#### RAW RECORDS:

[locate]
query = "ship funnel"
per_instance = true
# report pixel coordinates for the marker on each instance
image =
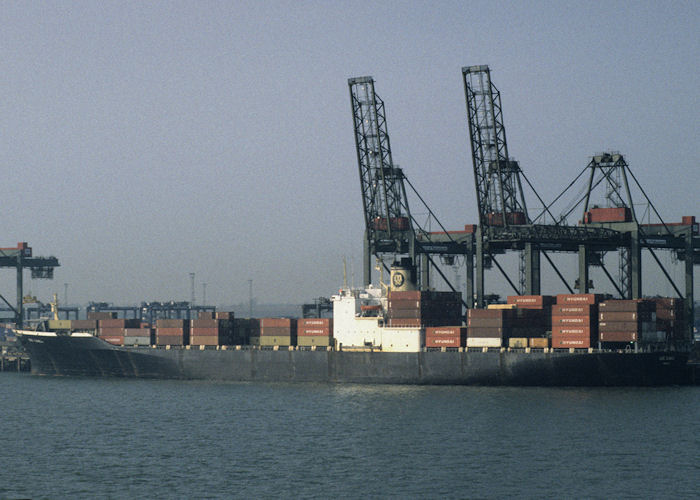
(403, 276)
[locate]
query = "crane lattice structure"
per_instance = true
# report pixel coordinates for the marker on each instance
(388, 224)
(497, 176)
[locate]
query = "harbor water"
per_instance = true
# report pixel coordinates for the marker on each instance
(115, 438)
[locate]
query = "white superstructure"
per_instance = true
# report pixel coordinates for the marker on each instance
(358, 322)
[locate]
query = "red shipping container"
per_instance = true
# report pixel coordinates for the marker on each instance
(572, 320)
(574, 310)
(170, 340)
(405, 322)
(621, 326)
(120, 323)
(111, 331)
(137, 332)
(611, 214)
(635, 305)
(393, 304)
(277, 331)
(172, 323)
(624, 316)
(314, 332)
(277, 322)
(490, 313)
(315, 322)
(407, 295)
(84, 324)
(170, 332)
(618, 336)
(113, 339)
(568, 341)
(573, 330)
(531, 301)
(224, 315)
(487, 332)
(205, 340)
(578, 298)
(445, 331)
(444, 341)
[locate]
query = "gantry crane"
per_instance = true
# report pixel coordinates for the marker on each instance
(504, 223)
(388, 225)
(390, 230)
(20, 258)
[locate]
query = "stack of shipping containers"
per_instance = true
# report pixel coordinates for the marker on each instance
(533, 319)
(278, 331)
(627, 320)
(575, 321)
(246, 331)
(172, 332)
(417, 308)
(114, 330)
(489, 327)
(314, 332)
(84, 325)
(669, 318)
(212, 329)
(445, 336)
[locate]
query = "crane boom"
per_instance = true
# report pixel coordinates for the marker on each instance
(497, 176)
(388, 226)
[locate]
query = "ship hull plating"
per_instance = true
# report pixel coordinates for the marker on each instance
(90, 356)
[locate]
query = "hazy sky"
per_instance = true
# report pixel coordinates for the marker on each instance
(142, 141)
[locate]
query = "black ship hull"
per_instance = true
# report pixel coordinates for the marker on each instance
(90, 356)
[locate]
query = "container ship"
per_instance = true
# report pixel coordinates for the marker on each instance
(382, 336)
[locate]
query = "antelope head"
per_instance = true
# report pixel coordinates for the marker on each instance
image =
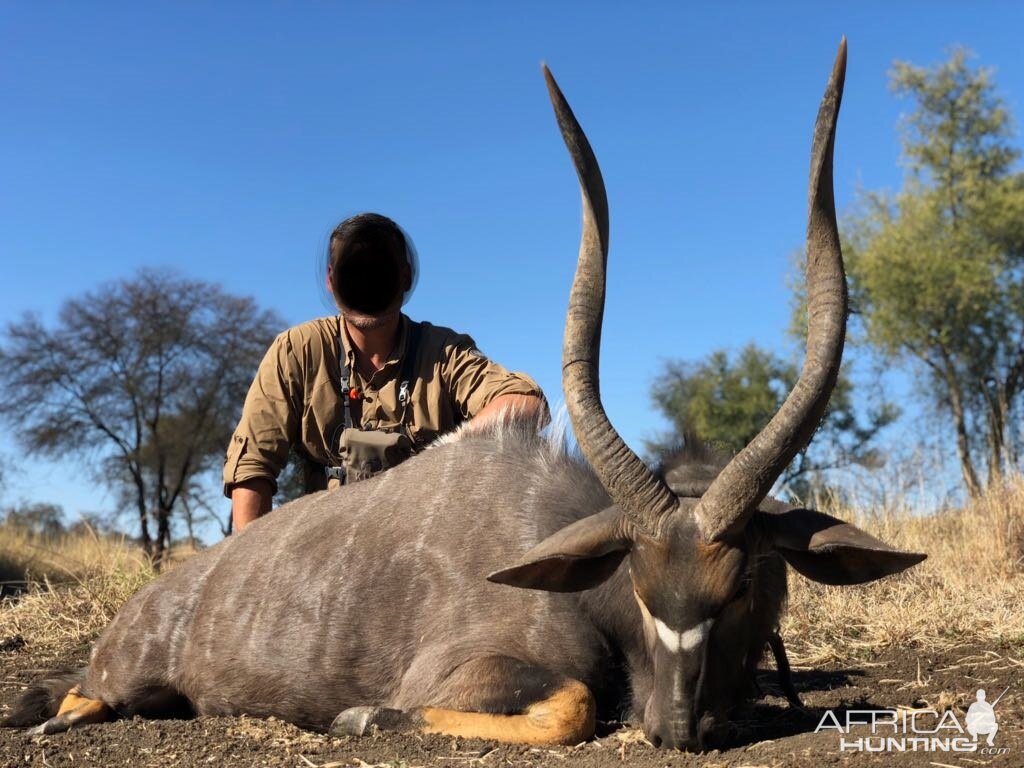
(693, 554)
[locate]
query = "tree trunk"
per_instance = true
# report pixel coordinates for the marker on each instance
(143, 520)
(163, 537)
(963, 442)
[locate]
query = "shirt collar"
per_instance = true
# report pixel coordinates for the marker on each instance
(393, 358)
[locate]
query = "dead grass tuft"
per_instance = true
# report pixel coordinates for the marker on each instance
(971, 588)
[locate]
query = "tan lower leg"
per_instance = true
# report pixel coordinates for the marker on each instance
(76, 710)
(567, 717)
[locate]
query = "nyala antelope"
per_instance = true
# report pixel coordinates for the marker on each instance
(392, 603)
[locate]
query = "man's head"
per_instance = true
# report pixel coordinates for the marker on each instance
(371, 269)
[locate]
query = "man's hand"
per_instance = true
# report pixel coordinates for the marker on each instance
(250, 500)
(512, 408)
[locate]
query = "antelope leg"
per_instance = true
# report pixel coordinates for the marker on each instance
(494, 697)
(784, 675)
(75, 710)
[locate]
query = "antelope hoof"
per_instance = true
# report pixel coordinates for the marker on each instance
(361, 721)
(56, 724)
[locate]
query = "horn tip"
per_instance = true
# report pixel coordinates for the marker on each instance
(553, 90)
(839, 70)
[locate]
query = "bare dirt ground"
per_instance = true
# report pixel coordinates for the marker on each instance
(767, 732)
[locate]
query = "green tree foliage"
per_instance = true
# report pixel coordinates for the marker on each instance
(937, 269)
(142, 379)
(726, 402)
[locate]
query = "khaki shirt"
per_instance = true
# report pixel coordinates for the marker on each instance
(295, 398)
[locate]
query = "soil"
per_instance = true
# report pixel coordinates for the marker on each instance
(767, 732)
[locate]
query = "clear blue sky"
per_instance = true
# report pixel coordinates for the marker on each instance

#### WHAT IS NEEDED:
Find and copy each line above that contains the string "shirt". Case counts.

#### EXPECTED ANSWER:
query = "shirt collar"
query = "khaki shirt"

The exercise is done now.